[Begin TEXT SECTION]

Theatre and Touring by Leanna Renee Hieber

How a background as a professional actress and tour guide makes THE SPECTRAL CITY Series come alive.

I’m often asked if my being a professional actress helps me as a writer. It does, in countless ways. Theatre is a holistic aspect of how I see the world and operate as an artistic professional. One of the most often complimented aspects of my work is my ability to create atmosphere and ‘set the stage’ for my novels. This is most certainly due to a life on the boards. My penchant for diving deep into character, reveling in the intricacies of dialogue and inner monologue all comes from professional theatre and playwrighting training. I became a professional novelist after I’d established myself on stage.

I set my books in the late 19th century because it’s the era that birthed our modernity, a time of fighting for rights, the advent of the telephone and electricity, widespread plumbing and the onset of mass transit. It’s somewhat recognizable to us and yet, the Victorians are rife with conflict and hypocrisy and old-fashioned notions even despite so much innovation that the era is a source of dramatic tension and conflict in and of itself.

[End TEXT SECTION]
[Begin GIVEN RECORDS]

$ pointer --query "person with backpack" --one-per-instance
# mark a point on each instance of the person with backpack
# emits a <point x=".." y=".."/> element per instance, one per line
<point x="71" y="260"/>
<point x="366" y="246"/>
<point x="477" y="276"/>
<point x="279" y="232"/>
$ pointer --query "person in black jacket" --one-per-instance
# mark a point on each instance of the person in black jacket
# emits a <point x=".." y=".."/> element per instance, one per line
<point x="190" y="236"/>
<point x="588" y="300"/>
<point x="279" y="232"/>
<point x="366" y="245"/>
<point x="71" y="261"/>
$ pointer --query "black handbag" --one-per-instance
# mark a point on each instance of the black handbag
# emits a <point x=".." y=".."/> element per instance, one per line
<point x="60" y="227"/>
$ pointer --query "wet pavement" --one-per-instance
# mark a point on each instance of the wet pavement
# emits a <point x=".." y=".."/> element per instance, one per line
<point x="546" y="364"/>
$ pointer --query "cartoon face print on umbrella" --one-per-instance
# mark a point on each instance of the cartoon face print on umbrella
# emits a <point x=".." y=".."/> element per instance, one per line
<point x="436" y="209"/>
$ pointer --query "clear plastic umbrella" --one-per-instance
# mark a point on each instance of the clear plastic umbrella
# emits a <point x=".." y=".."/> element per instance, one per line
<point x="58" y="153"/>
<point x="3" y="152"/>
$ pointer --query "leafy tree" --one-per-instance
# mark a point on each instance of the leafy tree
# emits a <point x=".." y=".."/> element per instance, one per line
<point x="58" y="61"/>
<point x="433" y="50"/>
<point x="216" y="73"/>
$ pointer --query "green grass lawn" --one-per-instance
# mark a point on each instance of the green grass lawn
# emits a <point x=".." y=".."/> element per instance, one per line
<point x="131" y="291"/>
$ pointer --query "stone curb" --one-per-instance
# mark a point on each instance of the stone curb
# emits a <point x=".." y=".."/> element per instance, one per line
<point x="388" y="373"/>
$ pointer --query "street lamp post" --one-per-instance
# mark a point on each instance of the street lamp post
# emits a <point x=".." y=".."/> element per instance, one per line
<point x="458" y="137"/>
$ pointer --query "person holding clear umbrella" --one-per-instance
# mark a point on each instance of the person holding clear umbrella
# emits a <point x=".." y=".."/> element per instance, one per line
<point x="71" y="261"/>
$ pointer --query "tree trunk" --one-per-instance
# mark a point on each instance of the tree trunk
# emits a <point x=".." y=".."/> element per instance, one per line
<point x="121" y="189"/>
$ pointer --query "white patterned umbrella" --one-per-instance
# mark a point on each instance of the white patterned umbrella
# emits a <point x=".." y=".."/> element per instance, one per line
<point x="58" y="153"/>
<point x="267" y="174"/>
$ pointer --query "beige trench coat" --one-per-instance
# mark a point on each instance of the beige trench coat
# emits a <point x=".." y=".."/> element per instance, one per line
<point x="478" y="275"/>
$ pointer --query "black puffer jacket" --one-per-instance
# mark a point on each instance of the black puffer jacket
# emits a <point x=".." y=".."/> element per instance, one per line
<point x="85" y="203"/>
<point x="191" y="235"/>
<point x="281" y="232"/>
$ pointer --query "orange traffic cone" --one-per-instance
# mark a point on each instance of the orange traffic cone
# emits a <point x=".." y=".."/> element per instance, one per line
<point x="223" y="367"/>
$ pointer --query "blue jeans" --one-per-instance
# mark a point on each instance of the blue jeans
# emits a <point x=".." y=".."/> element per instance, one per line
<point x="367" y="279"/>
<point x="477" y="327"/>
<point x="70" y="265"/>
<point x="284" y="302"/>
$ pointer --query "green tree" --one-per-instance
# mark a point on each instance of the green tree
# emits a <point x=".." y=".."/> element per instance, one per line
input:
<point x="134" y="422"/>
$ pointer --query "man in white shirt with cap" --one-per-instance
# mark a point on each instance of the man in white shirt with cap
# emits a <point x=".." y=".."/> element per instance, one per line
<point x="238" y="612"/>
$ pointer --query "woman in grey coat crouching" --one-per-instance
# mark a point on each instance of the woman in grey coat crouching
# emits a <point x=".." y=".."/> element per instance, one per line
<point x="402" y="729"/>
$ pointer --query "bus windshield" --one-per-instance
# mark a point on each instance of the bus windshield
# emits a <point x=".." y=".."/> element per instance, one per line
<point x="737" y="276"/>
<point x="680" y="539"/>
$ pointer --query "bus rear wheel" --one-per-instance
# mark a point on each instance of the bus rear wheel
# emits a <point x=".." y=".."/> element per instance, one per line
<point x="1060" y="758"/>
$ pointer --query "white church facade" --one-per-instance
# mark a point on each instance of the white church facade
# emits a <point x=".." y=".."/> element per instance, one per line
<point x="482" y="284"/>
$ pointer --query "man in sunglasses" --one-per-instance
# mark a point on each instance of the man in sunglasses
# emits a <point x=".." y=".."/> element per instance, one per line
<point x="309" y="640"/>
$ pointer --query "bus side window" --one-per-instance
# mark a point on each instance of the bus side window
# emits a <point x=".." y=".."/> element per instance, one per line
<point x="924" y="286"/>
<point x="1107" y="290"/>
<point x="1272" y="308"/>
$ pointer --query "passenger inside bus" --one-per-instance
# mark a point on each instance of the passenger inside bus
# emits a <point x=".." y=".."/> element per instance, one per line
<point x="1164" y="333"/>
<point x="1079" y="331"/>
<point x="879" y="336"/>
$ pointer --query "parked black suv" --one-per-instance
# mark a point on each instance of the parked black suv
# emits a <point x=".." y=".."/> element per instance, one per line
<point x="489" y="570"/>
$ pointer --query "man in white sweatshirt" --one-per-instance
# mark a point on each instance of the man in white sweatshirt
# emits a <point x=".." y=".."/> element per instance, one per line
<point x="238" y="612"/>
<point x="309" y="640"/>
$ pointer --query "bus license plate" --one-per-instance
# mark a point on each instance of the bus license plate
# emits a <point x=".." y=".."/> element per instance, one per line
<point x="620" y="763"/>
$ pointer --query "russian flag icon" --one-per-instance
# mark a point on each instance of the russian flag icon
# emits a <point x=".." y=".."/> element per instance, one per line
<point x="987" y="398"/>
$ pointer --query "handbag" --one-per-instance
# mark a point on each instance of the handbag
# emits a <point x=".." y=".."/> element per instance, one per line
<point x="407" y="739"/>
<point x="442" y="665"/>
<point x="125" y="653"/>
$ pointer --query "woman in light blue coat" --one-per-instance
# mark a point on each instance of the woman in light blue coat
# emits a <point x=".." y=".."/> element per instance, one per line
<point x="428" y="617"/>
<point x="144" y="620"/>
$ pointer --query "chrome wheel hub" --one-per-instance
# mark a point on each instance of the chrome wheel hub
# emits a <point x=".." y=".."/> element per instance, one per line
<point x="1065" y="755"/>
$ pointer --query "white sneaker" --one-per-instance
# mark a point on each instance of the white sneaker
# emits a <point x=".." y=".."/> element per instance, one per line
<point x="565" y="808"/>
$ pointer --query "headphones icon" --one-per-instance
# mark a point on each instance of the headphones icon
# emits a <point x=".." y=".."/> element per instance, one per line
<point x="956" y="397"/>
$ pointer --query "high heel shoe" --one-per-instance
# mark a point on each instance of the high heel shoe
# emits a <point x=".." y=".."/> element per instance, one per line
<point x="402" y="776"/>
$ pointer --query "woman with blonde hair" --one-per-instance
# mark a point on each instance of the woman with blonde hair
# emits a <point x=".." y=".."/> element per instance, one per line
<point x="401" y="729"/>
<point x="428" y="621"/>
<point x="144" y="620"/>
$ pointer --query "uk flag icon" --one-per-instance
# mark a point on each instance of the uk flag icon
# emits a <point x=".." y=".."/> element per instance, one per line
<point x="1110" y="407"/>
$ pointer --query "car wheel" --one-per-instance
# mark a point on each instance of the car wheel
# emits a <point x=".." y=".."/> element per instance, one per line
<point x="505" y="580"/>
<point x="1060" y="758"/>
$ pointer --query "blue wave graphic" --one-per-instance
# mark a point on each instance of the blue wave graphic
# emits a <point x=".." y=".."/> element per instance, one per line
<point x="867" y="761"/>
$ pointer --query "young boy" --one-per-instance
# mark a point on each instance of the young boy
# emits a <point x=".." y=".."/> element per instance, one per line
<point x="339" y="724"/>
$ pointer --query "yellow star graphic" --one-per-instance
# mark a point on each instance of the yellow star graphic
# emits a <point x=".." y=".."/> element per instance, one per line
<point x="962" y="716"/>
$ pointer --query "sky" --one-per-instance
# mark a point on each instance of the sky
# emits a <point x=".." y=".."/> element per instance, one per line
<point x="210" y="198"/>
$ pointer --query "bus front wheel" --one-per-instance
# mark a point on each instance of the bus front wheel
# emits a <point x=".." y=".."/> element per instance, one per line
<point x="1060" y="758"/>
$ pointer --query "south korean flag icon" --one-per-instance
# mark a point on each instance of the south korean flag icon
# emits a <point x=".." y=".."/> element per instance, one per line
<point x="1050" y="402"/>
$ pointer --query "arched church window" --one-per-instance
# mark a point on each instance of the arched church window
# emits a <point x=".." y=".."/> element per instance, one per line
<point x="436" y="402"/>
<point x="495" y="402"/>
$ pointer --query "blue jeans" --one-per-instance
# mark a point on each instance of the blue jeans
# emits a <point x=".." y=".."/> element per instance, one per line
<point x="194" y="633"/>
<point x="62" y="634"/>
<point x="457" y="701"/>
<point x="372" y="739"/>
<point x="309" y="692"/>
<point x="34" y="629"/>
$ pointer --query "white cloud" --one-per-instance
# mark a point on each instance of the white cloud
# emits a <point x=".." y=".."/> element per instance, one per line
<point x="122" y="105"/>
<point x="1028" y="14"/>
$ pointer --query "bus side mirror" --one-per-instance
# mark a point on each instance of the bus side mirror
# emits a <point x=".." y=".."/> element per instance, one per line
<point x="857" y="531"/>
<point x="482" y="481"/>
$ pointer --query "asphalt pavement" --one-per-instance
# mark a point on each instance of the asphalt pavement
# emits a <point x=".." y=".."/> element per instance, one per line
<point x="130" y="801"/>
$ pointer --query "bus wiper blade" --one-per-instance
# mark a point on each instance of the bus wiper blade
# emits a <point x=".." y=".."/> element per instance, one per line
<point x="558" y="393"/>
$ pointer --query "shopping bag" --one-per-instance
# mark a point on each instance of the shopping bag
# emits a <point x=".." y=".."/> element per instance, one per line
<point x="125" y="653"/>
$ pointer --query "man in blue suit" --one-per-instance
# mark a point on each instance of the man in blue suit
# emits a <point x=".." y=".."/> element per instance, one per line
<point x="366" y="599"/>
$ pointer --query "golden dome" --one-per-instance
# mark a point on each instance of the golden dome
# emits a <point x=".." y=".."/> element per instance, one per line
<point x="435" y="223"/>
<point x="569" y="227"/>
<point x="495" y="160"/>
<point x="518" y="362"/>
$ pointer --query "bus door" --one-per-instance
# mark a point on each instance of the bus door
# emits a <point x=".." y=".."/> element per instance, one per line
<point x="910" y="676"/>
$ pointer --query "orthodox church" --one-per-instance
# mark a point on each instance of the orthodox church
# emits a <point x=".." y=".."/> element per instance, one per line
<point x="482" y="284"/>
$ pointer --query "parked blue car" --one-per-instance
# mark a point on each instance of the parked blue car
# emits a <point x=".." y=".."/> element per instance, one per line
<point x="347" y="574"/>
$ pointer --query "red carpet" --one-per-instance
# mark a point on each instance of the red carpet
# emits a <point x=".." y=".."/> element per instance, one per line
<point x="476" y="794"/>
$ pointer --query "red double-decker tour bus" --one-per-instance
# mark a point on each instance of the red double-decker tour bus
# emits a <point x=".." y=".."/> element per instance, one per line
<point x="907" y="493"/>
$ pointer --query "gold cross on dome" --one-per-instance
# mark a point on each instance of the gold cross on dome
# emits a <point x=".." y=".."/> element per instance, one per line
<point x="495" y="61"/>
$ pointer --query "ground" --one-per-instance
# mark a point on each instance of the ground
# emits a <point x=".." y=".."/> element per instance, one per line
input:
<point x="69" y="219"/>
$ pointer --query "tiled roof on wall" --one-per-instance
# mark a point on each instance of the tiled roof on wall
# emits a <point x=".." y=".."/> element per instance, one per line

[End GIVEN RECORDS]

▸ PROBLEM REQUIREMENTS:
Continue Leanna Renee Hieber's essay on theatre and touring above, starting after its final sentence about the Victorian era as a source of dramatic tension and conflict.

▸ ANSWER TO THIS TASK:
One of the most important factors in differentiating the daily life of a modern character from that of any historical character is their clothing. This is especially important for women, whose fashion has changed far more radically and comprehensively than basic men’s clothing through the years. We all wear on average far less layers (and pounds of clothing) in the 21st century than the 19th.  So the most important gift the theatre gave my historical novels is a tactile reality and personal experience ‘existing’ in other time periods with which I can paint details.

How we move in our clothes and interact with our world is an aspect we take for granted, but as a writer I can’t possibly, not if I’m writing strong, empowered women who, while they may chafe against the restrictive society roles and mores around them, still remain influenced and bound to the fashion of the age. Knowing what it is like to move, sit, prepare food, lift, climb stairs, walk, trot, run, seize, weep and collapse in a restrictive corset, bodice, bustle, petticoat, hat, layers, gloves, and other accessories- all of which I’ve personally experienced in various historical plays and presentations I’ve acted in- is vitally important to taking the reader physically as well as visually and emotionally through what my characters experience. The precise unease of chafing corset bones against your skin helps me consider my heroic ladies of The Spectral City that much more impressive considering all the crazed antics I have them do. Just hardly comfortably.

Overcoming restrictions is a big theme in my work. That a restrictive society further enclosed its women in cages of undergarments and elaborate systems of outerwear is too important a factor of world-building not to note. I hope it sets a tone for how readers can feel my work as well as read it. I don’t go overboard with mention of it, but it’s certainly there.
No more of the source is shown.